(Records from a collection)

····················

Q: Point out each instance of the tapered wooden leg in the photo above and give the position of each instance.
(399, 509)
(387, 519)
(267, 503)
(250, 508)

····················

The data given above must be transcribed exactly and completely.

(RESULT OF THIS EXERCISE)
Q: Point out each instance of the tapered wooden leg in the photo above and give the position of each instance.
(399, 509)
(387, 519)
(267, 503)
(250, 508)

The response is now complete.